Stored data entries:
──────
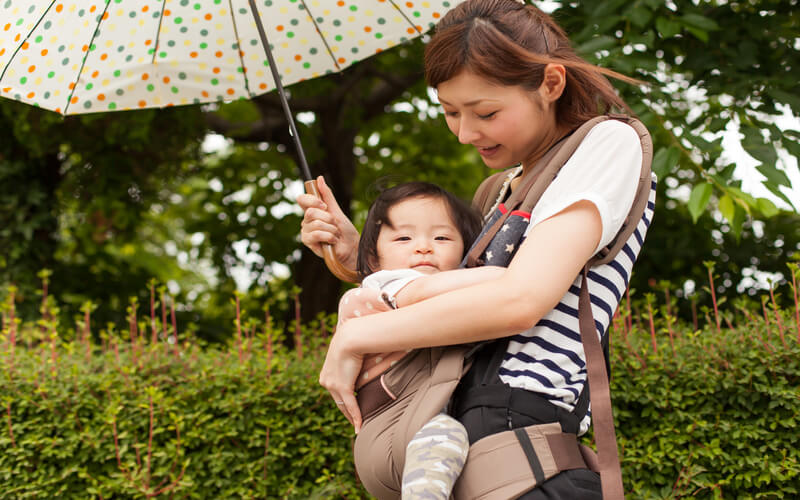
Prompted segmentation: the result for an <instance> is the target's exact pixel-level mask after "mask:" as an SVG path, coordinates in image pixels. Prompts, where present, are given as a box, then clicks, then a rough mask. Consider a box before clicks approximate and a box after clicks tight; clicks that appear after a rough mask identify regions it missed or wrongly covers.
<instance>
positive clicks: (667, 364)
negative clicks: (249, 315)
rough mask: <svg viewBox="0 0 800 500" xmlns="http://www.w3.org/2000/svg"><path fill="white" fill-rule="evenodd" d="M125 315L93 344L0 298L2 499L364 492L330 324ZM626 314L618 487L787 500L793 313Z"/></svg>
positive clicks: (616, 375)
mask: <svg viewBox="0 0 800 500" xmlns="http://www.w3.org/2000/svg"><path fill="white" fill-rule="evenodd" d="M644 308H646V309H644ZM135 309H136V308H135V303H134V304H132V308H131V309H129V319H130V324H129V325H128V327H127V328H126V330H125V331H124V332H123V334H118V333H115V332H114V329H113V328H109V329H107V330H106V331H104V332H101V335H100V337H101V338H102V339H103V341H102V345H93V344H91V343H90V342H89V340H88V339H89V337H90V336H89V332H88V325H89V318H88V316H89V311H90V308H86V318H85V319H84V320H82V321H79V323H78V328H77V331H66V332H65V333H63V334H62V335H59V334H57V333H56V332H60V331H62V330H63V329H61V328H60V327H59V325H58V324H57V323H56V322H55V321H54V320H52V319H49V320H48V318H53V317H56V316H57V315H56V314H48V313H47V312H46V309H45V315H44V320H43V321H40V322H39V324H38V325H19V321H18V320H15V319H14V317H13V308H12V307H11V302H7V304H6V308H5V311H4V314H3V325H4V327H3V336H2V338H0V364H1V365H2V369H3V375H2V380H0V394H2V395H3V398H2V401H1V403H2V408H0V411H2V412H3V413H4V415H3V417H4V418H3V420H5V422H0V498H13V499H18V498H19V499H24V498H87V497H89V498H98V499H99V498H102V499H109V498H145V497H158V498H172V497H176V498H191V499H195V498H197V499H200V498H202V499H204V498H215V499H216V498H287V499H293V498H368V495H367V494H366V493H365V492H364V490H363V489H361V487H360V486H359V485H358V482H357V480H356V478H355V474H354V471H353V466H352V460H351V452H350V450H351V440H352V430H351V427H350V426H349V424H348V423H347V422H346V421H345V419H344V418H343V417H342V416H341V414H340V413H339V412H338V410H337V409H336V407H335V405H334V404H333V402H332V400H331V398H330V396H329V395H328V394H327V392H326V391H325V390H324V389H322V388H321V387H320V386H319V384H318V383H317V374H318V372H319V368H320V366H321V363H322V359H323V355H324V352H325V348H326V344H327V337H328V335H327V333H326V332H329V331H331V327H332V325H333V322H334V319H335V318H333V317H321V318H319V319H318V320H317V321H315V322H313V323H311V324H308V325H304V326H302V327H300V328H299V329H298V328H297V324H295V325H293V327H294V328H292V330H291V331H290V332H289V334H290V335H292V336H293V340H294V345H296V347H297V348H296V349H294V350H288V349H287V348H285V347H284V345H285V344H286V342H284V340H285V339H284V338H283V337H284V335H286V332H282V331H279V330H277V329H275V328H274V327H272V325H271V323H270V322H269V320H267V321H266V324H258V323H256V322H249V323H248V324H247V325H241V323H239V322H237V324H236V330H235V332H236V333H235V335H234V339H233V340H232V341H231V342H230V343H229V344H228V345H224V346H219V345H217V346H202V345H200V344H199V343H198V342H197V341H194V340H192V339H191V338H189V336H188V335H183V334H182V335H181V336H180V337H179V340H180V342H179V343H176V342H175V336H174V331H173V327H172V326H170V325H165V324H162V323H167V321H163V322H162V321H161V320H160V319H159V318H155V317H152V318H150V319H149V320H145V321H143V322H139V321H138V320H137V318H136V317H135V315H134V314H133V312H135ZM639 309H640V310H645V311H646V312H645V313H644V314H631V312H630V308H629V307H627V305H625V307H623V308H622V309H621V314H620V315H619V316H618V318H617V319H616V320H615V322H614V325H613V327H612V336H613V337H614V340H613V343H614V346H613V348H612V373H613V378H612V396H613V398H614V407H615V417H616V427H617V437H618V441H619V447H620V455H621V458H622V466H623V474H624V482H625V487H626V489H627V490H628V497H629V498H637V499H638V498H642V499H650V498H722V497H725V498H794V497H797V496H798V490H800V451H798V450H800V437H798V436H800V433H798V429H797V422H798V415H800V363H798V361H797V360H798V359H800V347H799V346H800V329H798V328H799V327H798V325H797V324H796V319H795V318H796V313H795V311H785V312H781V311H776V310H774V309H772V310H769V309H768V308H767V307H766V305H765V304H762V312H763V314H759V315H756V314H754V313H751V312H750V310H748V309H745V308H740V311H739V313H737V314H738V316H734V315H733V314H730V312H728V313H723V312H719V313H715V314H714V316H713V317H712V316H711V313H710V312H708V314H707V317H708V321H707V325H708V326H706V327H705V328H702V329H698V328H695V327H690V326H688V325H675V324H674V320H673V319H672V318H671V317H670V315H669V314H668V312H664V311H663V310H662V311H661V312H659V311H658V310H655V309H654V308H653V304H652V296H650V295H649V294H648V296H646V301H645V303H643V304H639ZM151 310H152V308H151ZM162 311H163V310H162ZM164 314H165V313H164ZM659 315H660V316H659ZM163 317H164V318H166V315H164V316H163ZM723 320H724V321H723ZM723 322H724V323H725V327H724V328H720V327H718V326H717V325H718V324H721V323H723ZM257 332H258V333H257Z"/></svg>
──────
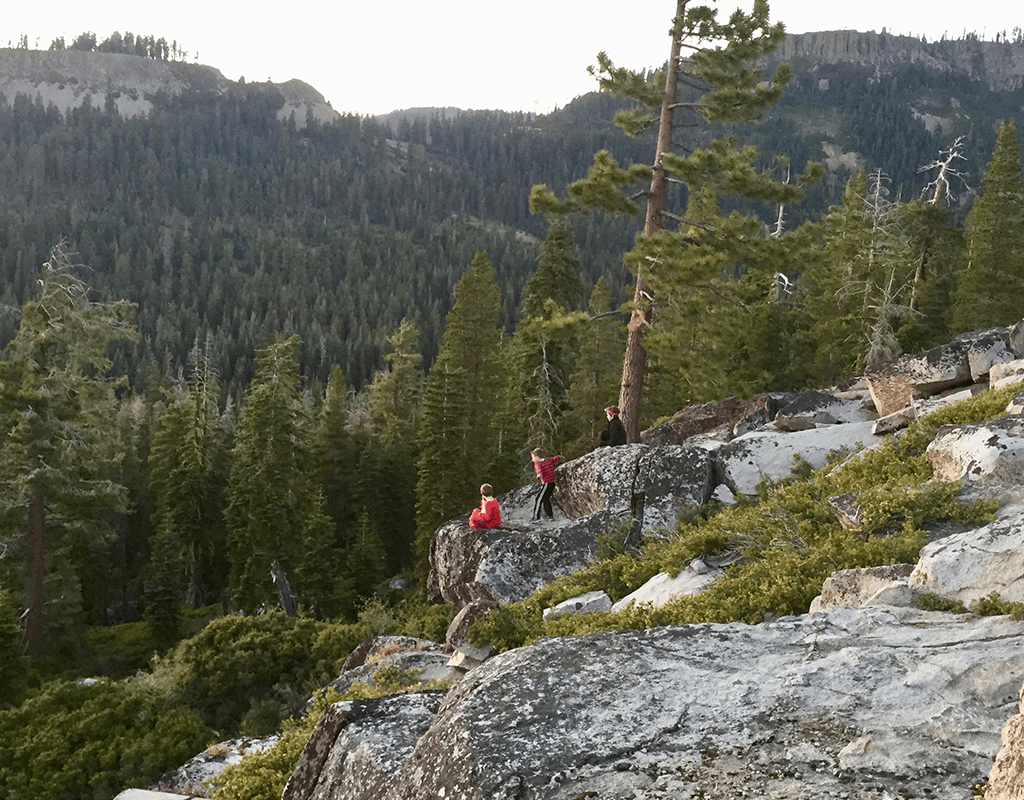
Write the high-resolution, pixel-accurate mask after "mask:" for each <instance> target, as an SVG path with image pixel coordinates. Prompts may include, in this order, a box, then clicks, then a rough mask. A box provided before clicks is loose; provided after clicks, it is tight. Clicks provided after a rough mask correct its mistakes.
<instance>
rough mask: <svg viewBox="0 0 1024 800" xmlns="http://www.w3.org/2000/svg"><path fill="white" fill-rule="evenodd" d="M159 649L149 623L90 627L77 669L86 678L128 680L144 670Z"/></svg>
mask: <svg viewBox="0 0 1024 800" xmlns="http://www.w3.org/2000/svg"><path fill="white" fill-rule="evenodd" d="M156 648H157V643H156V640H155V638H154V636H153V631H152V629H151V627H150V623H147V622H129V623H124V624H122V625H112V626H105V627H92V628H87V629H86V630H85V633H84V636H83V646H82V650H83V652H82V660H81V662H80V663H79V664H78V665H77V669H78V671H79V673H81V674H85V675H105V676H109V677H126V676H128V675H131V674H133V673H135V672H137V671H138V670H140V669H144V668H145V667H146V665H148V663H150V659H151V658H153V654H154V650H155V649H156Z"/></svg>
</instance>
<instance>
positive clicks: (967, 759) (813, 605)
──────
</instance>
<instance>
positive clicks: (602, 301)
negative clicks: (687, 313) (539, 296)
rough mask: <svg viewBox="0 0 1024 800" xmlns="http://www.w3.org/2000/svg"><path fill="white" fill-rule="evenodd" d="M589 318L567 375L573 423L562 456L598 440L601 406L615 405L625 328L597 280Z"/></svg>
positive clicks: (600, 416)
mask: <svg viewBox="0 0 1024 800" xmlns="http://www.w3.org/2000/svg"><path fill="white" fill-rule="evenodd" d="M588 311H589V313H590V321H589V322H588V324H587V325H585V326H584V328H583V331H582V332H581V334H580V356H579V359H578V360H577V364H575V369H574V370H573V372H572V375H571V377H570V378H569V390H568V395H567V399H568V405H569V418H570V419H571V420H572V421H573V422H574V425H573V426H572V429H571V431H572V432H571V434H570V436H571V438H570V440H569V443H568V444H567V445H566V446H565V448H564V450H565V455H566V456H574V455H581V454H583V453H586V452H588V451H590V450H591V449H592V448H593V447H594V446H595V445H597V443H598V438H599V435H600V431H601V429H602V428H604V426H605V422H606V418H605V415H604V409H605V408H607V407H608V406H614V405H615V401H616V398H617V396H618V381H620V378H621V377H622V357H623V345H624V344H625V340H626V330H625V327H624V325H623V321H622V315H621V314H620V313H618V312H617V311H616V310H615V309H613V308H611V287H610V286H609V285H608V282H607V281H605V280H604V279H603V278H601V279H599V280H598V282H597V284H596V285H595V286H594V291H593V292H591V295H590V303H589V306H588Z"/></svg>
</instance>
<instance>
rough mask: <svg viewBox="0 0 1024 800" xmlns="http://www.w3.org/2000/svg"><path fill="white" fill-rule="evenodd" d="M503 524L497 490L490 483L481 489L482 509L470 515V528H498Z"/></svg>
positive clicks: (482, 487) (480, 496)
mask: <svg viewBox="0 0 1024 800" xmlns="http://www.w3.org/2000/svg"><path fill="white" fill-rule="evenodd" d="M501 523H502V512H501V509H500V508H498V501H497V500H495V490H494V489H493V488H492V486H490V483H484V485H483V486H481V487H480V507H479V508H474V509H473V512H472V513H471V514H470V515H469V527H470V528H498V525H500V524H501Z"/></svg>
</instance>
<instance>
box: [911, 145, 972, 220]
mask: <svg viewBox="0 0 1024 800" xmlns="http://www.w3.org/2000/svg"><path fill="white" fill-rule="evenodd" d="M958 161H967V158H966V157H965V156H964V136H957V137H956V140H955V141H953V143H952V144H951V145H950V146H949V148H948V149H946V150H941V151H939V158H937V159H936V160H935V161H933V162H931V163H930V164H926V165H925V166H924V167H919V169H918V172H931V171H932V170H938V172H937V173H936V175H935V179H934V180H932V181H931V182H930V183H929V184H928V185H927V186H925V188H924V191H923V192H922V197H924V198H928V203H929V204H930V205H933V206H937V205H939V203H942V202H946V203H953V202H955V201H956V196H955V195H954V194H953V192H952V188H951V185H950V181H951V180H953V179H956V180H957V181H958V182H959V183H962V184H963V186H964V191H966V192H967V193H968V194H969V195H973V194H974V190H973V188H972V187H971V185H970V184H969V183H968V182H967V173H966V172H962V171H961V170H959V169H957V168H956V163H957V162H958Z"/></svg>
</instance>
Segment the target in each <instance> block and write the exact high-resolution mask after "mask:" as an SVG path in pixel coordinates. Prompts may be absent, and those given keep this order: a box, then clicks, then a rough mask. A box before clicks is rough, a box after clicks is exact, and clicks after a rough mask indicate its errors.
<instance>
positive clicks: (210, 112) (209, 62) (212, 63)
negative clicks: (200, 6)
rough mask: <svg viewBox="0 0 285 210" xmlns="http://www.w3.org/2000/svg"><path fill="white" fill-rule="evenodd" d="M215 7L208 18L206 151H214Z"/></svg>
──────
Give back exactly the lines above, from the line containing "Prompted segmentation: the" through the line containing "negative clicks: (249, 315)", with both end lines and nothing more.

→ **TASK ANSWER**
Prompted segmentation: the result for an <instance> is the target's exact pixel-level mask after "mask:" as an SVG path, coordinates in image pixels. Prompts, where present, are given as a box, then clicks, then a rough mask. Consider a box before clicks approximate and a box after clicks tight; clicks that appear after a rough mask identify regions it missed or wrongly covers.
<instance>
positive clicks: (667, 364)
negative clicks: (249, 315)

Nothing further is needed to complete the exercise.